• REQUIREMENTS: Count the lines in the records below that contain the word "white", and reply with the number alone.

• INPUT:
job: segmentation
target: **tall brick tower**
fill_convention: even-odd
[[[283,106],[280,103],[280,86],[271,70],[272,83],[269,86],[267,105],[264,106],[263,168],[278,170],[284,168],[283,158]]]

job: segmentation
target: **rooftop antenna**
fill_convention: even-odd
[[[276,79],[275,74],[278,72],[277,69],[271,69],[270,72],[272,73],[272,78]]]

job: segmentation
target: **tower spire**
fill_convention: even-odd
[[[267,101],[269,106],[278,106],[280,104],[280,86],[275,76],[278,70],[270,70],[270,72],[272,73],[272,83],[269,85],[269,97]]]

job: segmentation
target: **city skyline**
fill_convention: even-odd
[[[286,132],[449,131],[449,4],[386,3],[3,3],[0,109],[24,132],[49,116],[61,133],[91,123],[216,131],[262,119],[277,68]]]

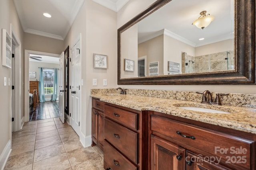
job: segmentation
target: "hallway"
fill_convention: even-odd
[[[5,170],[104,169],[103,152],[97,147],[84,148],[72,127],[59,117],[25,123],[12,135]]]

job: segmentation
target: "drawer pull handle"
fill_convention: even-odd
[[[116,133],[114,133],[114,136],[115,137],[116,137],[117,138],[120,139],[120,136],[119,136],[119,135],[116,134]]]
[[[182,137],[186,137],[187,138],[191,138],[192,139],[196,139],[196,138],[193,137],[193,136],[186,136],[185,135],[182,134],[178,131],[177,131],[176,133],[177,133],[177,134],[180,135],[180,136],[181,136]]]
[[[192,165],[192,163],[193,163],[193,162],[192,162],[191,160],[189,160],[188,161],[186,161],[186,163],[187,163],[188,165],[189,166],[191,166],[191,165]]]
[[[117,161],[114,159],[114,164],[115,164],[115,165],[120,166],[120,165],[119,164],[119,162],[118,162],[118,161]]]
[[[181,155],[177,155],[176,156],[176,158],[177,158],[177,159],[178,159],[178,160],[181,160],[181,159],[182,158],[182,157]]]
[[[116,114],[115,113],[113,113],[114,114],[114,115],[115,116],[116,116],[117,117],[120,117],[120,115],[118,115],[118,114]]]

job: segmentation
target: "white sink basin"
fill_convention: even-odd
[[[220,110],[215,110],[212,109],[207,109],[206,108],[198,107],[189,107],[189,106],[180,106],[178,107],[180,109],[186,109],[186,110],[192,110],[193,111],[200,111],[202,112],[211,113],[230,113],[230,112],[226,111],[222,111]]]

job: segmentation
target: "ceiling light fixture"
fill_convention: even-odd
[[[51,18],[51,17],[52,17],[52,16],[50,15],[50,14],[49,14],[48,13],[44,13],[43,15],[46,17],[47,17],[47,18]]]
[[[194,25],[198,28],[204,28],[209,25],[211,22],[214,19],[214,17],[210,16],[210,14],[206,15],[206,11],[203,11],[200,12],[200,16],[198,19],[193,22],[192,25]]]

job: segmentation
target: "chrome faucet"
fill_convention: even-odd
[[[118,89],[120,89],[120,94],[126,94],[126,90],[127,89],[123,89],[122,88],[120,87],[118,87],[118,88],[117,88],[116,89],[116,90],[118,90]]]
[[[220,96],[227,96],[228,94],[226,93],[217,93],[216,95],[215,102],[212,100],[212,96],[210,91],[208,90],[204,90],[202,93],[202,92],[196,92],[196,93],[202,94],[203,97],[202,98],[201,103],[204,103],[208,104],[213,104],[215,105],[222,105],[220,102]],[[207,100],[206,100],[206,95],[207,96]]]

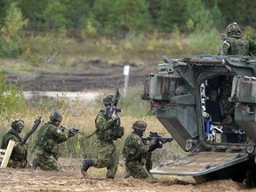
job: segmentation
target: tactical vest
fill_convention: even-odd
[[[37,134],[37,138],[36,140],[36,144],[39,145],[41,148],[44,148],[44,150],[57,154],[59,151],[59,145],[58,141],[54,140],[50,134],[48,134],[48,130],[51,128],[51,125],[48,124],[45,124],[41,129],[39,130],[39,132]]]
[[[244,36],[241,38],[228,37],[227,42],[230,44],[230,55],[250,55],[249,41],[247,38]]]
[[[100,122],[104,124],[100,124]],[[114,124],[111,124],[104,129],[103,127],[108,126],[108,117],[105,115],[105,111],[100,110],[95,119],[95,127],[97,129],[96,135],[98,140],[116,140],[123,137],[124,133],[124,127],[121,127],[117,124],[114,123]]]
[[[141,161],[143,155],[134,147],[134,144],[132,141],[132,137],[140,137],[135,133],[131,133],[125,140],[124,146],[123,148],[124,156],[126,161],[134,161],[138,160],[139,162]],[[142,138],[141,142],[143,142]]]
[[[15,133],[12,130],[11,130],[3,137],[1,148],[6,148],[10,140],[12,140],[15,142],[17,142],[16,145],[20,145],[19,142],[21,141],[21,138],[20,137],[20,135]],[[28,147],[25,145],[14,146],[14,148],[12,152],[10,158],[14,161],[26,161],[27,148]]]

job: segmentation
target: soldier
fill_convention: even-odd
[[[256,43],[252,39],[243,36],[239,26],[230,23],[226,28],[226,39],[222,44],[223,55],[246,55],[256,54]]]
[[[133,132],[127,137],[123,151],[125,158],[125,178],[132,176],[135,179],[152,179],[149,173],[152,169],[151,148],[155,146],[156,140],[150,140],[148,145],[142,140],[147,129],[144,121],[136,121],[132,128]]]
[[[20,136],[24,128],[24,121],[16,119],[12,123],[11,130],[3,136],[1,148],[6,148],[10,140],[16,143],[12,149],[10,160],[7,166],[12,168],[25,168],[29,167],[27,160],[28,140],[23,144],[20,144],[21,138]]]
[[[105,110],[100,110],[95,119],[98,154],[95,159],[83,160],[81,172],[87,176],[87,170],[93,166],[96,168],[107,167],[107,179],[114,179],[118,167],[118,154],[114,140],[124,135],[124,127],[120,126],[120,118],[113,113],[110,118],[108,111],[111,106],[113,95],[103,98]]]
[[[59,144],[66,141],[75,134],[60,126],[63,120],[62,115],[55,111],[50,116],[50,121],[39,130],[36,140],[33,154],[32,168],[40,167],[45,171],[60,171],[58,164]]]
[[[256,53],[256,43],[242,36],[239,26],[230,23],[226,28],[226,39],[222,44],[223,55],[245,55],[252,56]],[[220,84],[221,108],[224,116],[222,124],[233,123],[235,103],[228,101],[231,94],[233,76],[224,76]]]

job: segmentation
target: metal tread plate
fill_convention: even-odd
[[[248,159],[248,154],[245,153],[200,152],[164,164],[150,170],[150,172],[155,174],[197,176],[223,169]]]

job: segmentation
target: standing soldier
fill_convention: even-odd
[[[244,36],[236,22],[230,23],[226,28],[226,38],[222,43],[223,55],[256,55],[256,43],[252,39]],[[232,90],[233,76],[225,76],[221,81],[220,98],[222,116],[224,119],[222,124],[233,123],[235,103],[228,101]]]
[[[50,116],[50,121],[44,124],[39,130],[36,140],[32,168],[40,167],[45,171],[60,171],[58,164],[59,144],[66,141],[75,134],[62,126],[62,115],[55,111]]]
[[[132,176],[135,179],[151,179],[151,151],[156,140],[151,140],[148,145],[142,140],[147,129],[144,121],[136,121],[132,128],[133,132],[127,137],[123,151],[125,158],[125,178]]]
[[[23,144],[20,144],[21,138],[20,136],[24,128],[24,121],[16,119],[12,123],[11,130],[3,136],[1,148],[7,148],[9,140],[14,140],[16,143],[12,149],[10,160],[7,166],[12,168],[25,168],[29,167],[27,160],[28,140]]]
[[[118,154],[114,140],[124,135],[124,127],[120,126],[120,118],[116,112],[109,117],[108,111],[111,108],[113,95],[103,98],[105,110],[100,110],[95,119],[98,144],[98,156],[95,159],[84,159],[81,172],[87,176],[87,170],[107,167],[107,179],[114,179],[118,167]]]

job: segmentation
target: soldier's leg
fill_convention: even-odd
[[[113,146],[111,143],[100,141],[98,144],[97,157],[92,160],[92,166],[96,168],[107,167],[112,161]]]
[[[39,159],[39,167],[41,170],[57,171],[57,172],[60,171],[58,162],[53,157],[52,155],[44,154],[44,156],[38,156],[38,159]]]
[[[118,158],[118,153],[116,151],[116,148],[115,145],[113,145],[113,150],[112,150],[112,156],[109,164],[107,166],[107,178],[108,179],[114,179],[115,175],[117,172],[118,168],[118,163],[119,163],[119,158]]]
[[[153,167],[153,163],[152,163],[152,153],[148,152],[147,153],[147,156],[146,156],[146,170],[149,172],[149,171],[152,169]]]
[[[127,162],[125,164],[131,175],[135,179],[150,179],[151,175],[138,161]]]

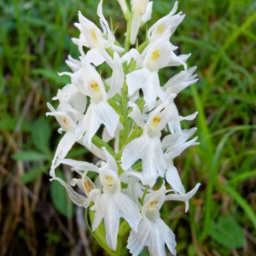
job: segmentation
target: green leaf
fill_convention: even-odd
[[[212,222],[210,235],[219,244],[231,248],[241,248],[244,235],[241,226],[231,217],[220,217],[218,224]]]
[[[66,182],[66,178],[62,172],[55,171],[58,177]],[[69,199],[65,188],[57,181],[50,183],[50,195],[55,209],[61,214],[67,218],[72,218],[75,213],[75,207],[72,201]]]
[[[31,168],[27,172],[26,172],[20,177],[20,181],[23,184],[26,184],[37,179],[45,172],[47,172],[46,166]]]
[[[16,127],[18,119],[12,117],[8,114],[4,114],[0,119],[0,129],[1,130],[8,130],[14,131]],[[22,121],[20,125],[20,131],[31,131],[31,123],[26,120]]]
[[[32,124],[32,139],[35,147],[46,154],[49,154],[49,143],[51,135],[49,124],[45,117],[41,117]]]
[[[12,154],[13,160],[22,161],[40,161],[48,158],[47,155],[35,151],[22,151]]]

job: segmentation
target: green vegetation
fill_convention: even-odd
[[[52,102],[57,89],[69,82],[57,73],[68,70],[64,62],[67,55],[79,55],[70,40],[79,36],[73,26],[78,11],[96,21],[97,3],[0,0],[1,255],[84,255],[86,242],[92,255],[102,255],[90,235],[83,235],[85,228],[73,207],[63,201],[65,190],[49,182],[48,170],[61,136],[56,121],[44,117],[46,102]],[[172,0],[154,0],[149,26],[173,4]],[[176,234],[179,256],[253,256],[255,1],[180,0],[178,10],[187,15],[172,42],[182,53],[192,53],[188,62],[198,67],[200,81],[176,102],[182,115],[199,111],[195,124],[183,125],[198,127],[201,145],[186,150],[175,164],[186,189],[197,181],[201,186],[187,214],[183,204],[170,202],[162,217]],[[117,1],[104,0],[104,13],[108,20],[112,17],[115,35],[122,40],[125,22],[119,18]],[[172,75],[172,68],[165,70],[161,80]],[[72,154],[92,160],[79,147]],[[62,171],[69,179],[70,171]],[[63,198],[53,201],[50,195],[58,191]]]

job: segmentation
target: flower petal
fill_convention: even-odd
[[[67,184],[62,179],[59,177],[54,177],[51,179],[58,181],[67,190],[67,193],[68,194],[70,199],[72,201],[76,204],[79,207],[84,207],[87,208],[90,204],[90,200],[86,198],[85,196],[83,196],[77,192],[75,192],[70,185]]]
[[[51,162],[49,175],[53,177],[55,177],[55,170],[60,166],[57,161],[60,158],[64,158],[69,152],[73,145],[76,142],[76,135],[73,132],[67,132],[61,138],[57,147],[55,157]]]
[[[102,64],[106,61],[101,51],[96,48],[88,50],[85,59],[88,62],[93,63],[93,65],[96,67]]]

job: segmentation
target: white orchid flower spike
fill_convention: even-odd
[[[152,111],[147,123],[143,121],[137,105],[134,103],[131,105],[133,111],[129,116],[143,129],[143,134],[125,147],[121,159],[121,166],[124,170],[128,170],[137,160],[141,159],[144,177],[154,178],[154,181],[150,183],[152,186],[159,176],[165,175],[167,169],[160,141],[160,131],[168,123],[169,101],[164,102]]]
[[[174,166],[187,148],[199,144],[194,137],[196,128],[183,130],[182,122],[193,120],[197,112],[182,116],[174,102],[198,80],[196,67],[186,63],[190,54],[177,55],[177,47],[170,42],[185,15],[177,12],[176,2],[148,30],[153,1],[116,0],[127,21],[121,44],[122,22],[108,25],[99,1],[99,26],[79,12],[75,26],[80,34],[72,40],[79,55],[68,55],[71,71],[59,73],[69,76],[71,82],[53,98],[58,101],[55,108],[48,103],[47,115],[55,117],[59,133],[64,133],[51,163],[50,180],[58,181],[74,204],[86,208],[88,230],[108,255],[124,253],[129,232],[131,255],[138,256],[148,247],[150,255],[166,256],[166,246],[175,255],[175,236],[160,218],[160,208],[166,201],[180,201],[187,212],[200,186],[189,183],[194,189],[186,192]],[[138,37],[144,25],[144,35]],[[160,71],[175,66],[183,71],[162,84],[162,75],[175,70],[165,70],[161,79]],[[73,152],[77,160],[66,159],[73,148],[83,153]],[[61,164],[71,166],[70,182],[56,177]]]
[[[76,26],[80,30],[81,35],[79,39],[73,38],[73,41],[79,45],[82,55],[84,54],[82,46],[90,49],[86,55],[86,60],[90,63],[98,66],[106,61],[113,67],[113,59],[105,49],[113,45],[115,38],[103,15],[102,3],[103,0],[99,3],[97,15],[102,26],[106,29],[108,38],[105,38],[103,32],[93,22],[83,16],[81,12],[79,12],[79,23],[77,23]]]
[[[137,256],[144,247],[148,247],[150,255],[166,256],[165,244],[172,255],[176,255],[175,235],[160,218],[160,209],[166,200],[166,187],[148,193],[142,208],[143,219],[138,231],[131,231],[127,248],[132,256]]]
[[[178,65],[183,65],[185,69],[187,68],[183,59],[188,55],[180,57],[174,54],[173,50],[177,47],[169,42],[170,33],[171,31],[166,30],[162,37],[149,44],[142,55],[132,49],[122,57],[123,61],[128,62],[133,58],[137,63],[137,67],[142,67],[126,75],[128,94],[133,96],[142,89],[148,110],[154,108],[157,96],[161,101],[167,98],[160,84],[159,70],[166,66]]]

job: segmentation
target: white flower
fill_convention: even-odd
[[[148,247],[150,255],[166,256],[165,244],[169,251],[176,255],[175,235],[160,217],[159,211],[165,199],[164,186],[160,190],[146,195],[138,231],[131,230],[128,239],[127,248],[133,256],[139,255],[145,246]]]
[[[108,134],[114,136],[114,131],[119,124],[119,116],[108,102],[108,94],[100,74],[86,61],[82,62],[84,92],[90,97],[90,104],[84,119],[79,122],[75,133],[77,140],[79,140],[85,132],[84,143],[89,148],[91,145],[91,138],[96,134],[100,125],[103,124]],[[113,85],[114,86],[114,85]],[[119,88],[111,88],[112,95],[114,95]]]
[[[50,167],[49,175],[55,177],[55,169],[59,166],[57,160],[64,158],[75,143],[76,135],[74,131],[77,128],[77,122],[83,118],[84,114],[73,108],[67,103],[59,105],[57,111],[49,103],[47,103],[47,106],[51,112],[47,113],[46,115],[55,117],[61,125],[61,128],[58,130],[60,133],[63,131],[66,131],[59,143]]]
[[[149,4],[148,0],[131,1],[131,10],[133,12],[130,38],[131,44],[136,43],[137,35],[142,22],[142,17],[147,10],[148,4]]]
[[[107,243],[115,250],[119,218],[125,218],[131,228],[137,232],[142,218],[137,204],[121,191],[115,160],[105,148],[103,150],[107,163],[99,168],[103,193],[95,208],[92,230],[95,230],[104,219]]]
[[[132,96],[142,89],[149,110],[154,108],[157,96],[161,101],[167,97],[160,84],[159,69],[177,65],[183,65],[187,68],[184,56],[180,57],[174,54],[173,50],[177,47],[169,42],[169,35],[170,31],[166,31],[162,37],[149,44],[142,55],[133,49],[122,57],[123,61],[128,62],[134,58],[138,67],[143,67],[126,75],[128,94]]]
[[[177,170],[173,166],[172,161],[170,161],[166,178],[167,183],[174,190],[174,192],[177,193],[172,195],[167,195],[166,200],[184,201],[186,205],[185,212],[187,212],[189,208],[189,200],[196,193],[201,184],[197,183],[196,186],[191,191],[186,194],[185,189],[181,182]]]
[[[156,21],[148,31],[147,36],[149,41],[153,41],[167,30],[171,30],[170,37],[174,33],[177,26],[183,20],[185,15],[182,12],[173,15],[177,9],[177,2],[175,2],[174,7],[169,15]]]
[[[76,24],[76,26],[80,30],[81,35],[79,39],[73,38],[73,41],[79,45],[82,55],[84,55],[82,46],[90,48],[86,55],[86,60],[90,63],[98,66],[106,61],[109,67],[113,67],[113,59],[105,49],[112,46],[115,38],[103,15],[102,2],[101,0],[99,3],[97,15],[102,22],[102,26],[106,28],[108,39],[105,39],[102,31],[93,22],[83,16],[81,12],[79,12],[79,24]]]
[[[128,13],[128,9],[127,9],[125,1],[125,0],[117,0],[117,1],[119,3],[124,15],[125,15]]]
[[[147,123],[143,121],[138,107],[131,103],[133,111],[129,114],[143,129],[143,134],[131,141],[124,149],[121,166],[129,169],[137,160],[142,159],[143,173],[145,177],[156,178],[165,175],[167,164],[164,156],[160,141],[160,131],[168,122],[169,101],[166,101],[149,113]]]

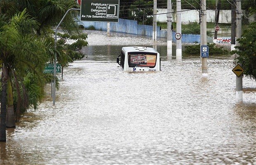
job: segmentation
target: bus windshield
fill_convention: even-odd
[[[156,66],[157,54],[128,54],[129,66],[147,67],[154,68]]]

• FINISHED ANSWER: 3